Surrogacy gives two women two outcomes: one a gift and one a disaster
Suzanne Rico can hold her child as she writes the story of the woman who carried her baby for her. But there's also a potentially dark side to surrogacy as unscrupulous women make promises and literally fail to deliver.
Rico's story is in The Atlantic, presented as both a celebration of that baby born in 2008 and a cautionary tale. Dawn Bennett carried her baby for her after Rico had endured five failed in vitro fertilization procedures, three miscarriages and turned 41.
The other thread belongs to Donna Yaniv Calif, a Las Vegas woman who with her husband was bilked out of thousands of dollars by a woman who agreed to be a surrogate and carry their child. She was implanted with their fertilized embryos. But she fleeced them, reportedly deliberately, of more than $30,000. Eventually, with another surrogate, they had a baby.
The headline sums it up as "joyful, frightening, always risky."
"Because surrogacy is no longer the touchy-feely fringe field of high-tech baby-making, but a multimillion-dollar industry, this third-party reproductive option comes with the caveat 'buyer beware,' " Rico wrote. "... The inherent risks intended parents face when entering into third-party reproduction are exacerbated by the fact that surrogacy is largely unregulated."

######

EXERCISE SET >>
1 - In the surrogacy article, rewrite the stretch from "Rico's story is" through "had a baby.", changing "surrogate" to "gestational carrier".
2 - According to the surrogacy article, why does surrogacy come with the caveat "buyer beware"?

RECORDS >>
######

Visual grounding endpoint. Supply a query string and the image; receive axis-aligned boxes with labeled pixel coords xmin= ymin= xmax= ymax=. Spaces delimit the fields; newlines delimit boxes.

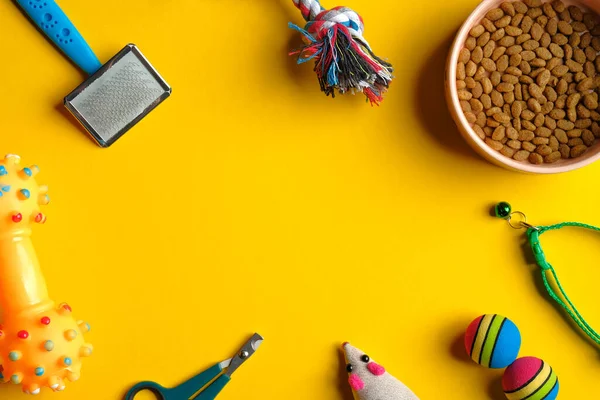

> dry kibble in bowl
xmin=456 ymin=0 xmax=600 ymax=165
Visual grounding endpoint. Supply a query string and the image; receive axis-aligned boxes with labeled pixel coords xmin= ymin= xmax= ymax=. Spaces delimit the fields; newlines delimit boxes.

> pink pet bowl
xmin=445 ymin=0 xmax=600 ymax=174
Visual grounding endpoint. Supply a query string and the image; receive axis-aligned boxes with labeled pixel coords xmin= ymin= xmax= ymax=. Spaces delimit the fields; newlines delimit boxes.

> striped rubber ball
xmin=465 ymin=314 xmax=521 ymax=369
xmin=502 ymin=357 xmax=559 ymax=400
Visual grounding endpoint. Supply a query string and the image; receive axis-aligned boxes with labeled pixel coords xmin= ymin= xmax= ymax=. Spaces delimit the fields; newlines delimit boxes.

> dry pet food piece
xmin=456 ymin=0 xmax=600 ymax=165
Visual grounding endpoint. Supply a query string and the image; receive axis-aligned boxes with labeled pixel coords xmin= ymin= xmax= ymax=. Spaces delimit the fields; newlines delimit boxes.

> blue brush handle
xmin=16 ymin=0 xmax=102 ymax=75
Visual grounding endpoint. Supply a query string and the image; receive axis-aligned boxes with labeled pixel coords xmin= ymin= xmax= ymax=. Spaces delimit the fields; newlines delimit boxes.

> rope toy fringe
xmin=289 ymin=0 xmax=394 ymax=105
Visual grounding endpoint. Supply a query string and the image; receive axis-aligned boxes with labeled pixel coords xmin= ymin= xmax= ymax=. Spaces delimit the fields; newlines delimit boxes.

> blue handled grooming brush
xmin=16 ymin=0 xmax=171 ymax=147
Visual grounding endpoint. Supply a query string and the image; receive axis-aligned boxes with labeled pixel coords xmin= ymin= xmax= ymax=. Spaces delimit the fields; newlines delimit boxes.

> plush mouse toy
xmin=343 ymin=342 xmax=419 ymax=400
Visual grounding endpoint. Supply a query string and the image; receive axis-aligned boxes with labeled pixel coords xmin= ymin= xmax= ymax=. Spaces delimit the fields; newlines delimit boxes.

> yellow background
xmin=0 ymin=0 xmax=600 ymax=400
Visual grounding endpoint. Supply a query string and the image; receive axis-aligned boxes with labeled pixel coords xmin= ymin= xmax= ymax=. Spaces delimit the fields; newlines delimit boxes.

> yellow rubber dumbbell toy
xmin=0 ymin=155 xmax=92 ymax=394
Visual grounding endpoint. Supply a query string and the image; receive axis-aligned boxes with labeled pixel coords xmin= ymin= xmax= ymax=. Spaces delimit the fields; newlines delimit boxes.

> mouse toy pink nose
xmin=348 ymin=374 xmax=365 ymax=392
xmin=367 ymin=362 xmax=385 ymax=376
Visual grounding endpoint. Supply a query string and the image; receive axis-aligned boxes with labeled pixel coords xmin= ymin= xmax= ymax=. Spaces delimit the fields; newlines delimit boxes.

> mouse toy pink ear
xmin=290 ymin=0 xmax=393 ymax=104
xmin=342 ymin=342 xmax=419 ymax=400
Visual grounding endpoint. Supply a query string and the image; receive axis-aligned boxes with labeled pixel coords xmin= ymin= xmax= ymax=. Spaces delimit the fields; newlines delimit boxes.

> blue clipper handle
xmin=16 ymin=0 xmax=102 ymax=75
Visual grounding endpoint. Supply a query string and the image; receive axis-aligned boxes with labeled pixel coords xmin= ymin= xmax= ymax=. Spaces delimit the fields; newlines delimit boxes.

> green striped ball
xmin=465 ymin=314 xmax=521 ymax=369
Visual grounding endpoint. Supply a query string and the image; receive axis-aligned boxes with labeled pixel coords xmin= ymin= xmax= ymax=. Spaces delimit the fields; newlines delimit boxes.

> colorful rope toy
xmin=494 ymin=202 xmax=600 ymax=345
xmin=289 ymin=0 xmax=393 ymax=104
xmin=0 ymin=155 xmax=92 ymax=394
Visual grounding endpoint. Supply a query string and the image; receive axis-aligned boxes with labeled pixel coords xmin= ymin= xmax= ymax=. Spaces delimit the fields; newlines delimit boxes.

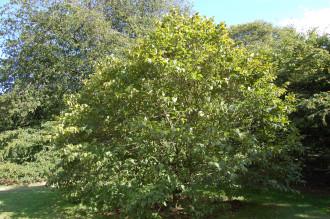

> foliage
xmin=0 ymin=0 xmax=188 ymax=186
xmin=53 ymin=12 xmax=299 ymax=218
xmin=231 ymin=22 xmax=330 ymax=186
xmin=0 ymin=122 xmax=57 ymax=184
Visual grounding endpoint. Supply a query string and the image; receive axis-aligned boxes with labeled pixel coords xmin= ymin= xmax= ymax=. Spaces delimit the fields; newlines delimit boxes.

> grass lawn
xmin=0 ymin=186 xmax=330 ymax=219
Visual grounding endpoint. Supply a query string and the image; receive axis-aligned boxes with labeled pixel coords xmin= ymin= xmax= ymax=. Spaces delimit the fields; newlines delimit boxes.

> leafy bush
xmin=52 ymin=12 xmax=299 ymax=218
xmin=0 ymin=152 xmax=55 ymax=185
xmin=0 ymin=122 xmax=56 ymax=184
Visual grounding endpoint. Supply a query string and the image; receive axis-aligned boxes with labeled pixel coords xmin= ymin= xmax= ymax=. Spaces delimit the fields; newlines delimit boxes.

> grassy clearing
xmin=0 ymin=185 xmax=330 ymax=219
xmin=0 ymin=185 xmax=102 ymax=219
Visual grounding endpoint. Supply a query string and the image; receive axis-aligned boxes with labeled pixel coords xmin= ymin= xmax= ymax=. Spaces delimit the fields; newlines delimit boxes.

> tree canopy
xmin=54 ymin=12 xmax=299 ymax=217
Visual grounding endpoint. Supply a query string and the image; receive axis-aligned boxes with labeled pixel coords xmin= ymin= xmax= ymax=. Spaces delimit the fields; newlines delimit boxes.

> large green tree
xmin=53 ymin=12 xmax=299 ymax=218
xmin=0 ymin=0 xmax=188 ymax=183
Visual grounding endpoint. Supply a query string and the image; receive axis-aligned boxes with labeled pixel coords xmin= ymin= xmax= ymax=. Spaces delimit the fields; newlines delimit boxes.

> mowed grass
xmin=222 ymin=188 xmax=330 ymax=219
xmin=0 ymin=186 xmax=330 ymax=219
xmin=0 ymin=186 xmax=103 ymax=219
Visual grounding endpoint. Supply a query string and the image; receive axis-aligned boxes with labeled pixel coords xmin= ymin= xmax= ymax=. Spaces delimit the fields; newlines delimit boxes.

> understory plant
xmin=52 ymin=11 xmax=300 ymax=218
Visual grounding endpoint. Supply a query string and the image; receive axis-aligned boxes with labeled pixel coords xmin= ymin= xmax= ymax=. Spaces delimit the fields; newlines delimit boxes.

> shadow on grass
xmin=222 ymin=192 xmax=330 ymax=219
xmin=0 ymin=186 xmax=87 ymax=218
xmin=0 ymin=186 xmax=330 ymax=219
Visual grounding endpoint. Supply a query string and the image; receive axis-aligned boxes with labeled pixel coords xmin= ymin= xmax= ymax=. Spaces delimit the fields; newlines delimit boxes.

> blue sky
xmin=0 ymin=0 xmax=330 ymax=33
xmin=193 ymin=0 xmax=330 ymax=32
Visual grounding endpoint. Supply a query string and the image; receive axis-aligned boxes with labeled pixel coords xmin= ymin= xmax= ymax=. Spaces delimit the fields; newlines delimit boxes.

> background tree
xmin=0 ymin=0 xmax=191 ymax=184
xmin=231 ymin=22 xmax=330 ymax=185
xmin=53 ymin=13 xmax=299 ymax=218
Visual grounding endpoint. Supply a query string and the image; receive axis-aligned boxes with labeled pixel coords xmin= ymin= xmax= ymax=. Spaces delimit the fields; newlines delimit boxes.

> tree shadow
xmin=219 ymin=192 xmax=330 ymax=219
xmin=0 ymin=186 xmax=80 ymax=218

######

SOLUTION LIST >>
1 -
Rico's story is in The Atlantic, presented as both a celebration of that baby born in 2008 and a cautionary tale. Dawn Bennett carried her baby for her after Rico had endured five failed in vitro fertilization procedures, three miscarriages and turned 41.
The other thread belongs to Donna Yaniv Calif, a Las Vegas woman who with her husband was bilked out of thousands of dollars by a woman who agreed to be a gestational carrier and carry their child. She was implanted with their fertilized embryos. But she fleeced them, reportedly deliberately, of more than $30,000. Eventually, with another gestational carrier, they had a baby.

2 - Surrogacy is no longer a fringe field of high-tech baby-making but a multimillion-dollar industry. The risks intended parents face are made worse by the fact that surrogacy is largely unregulated.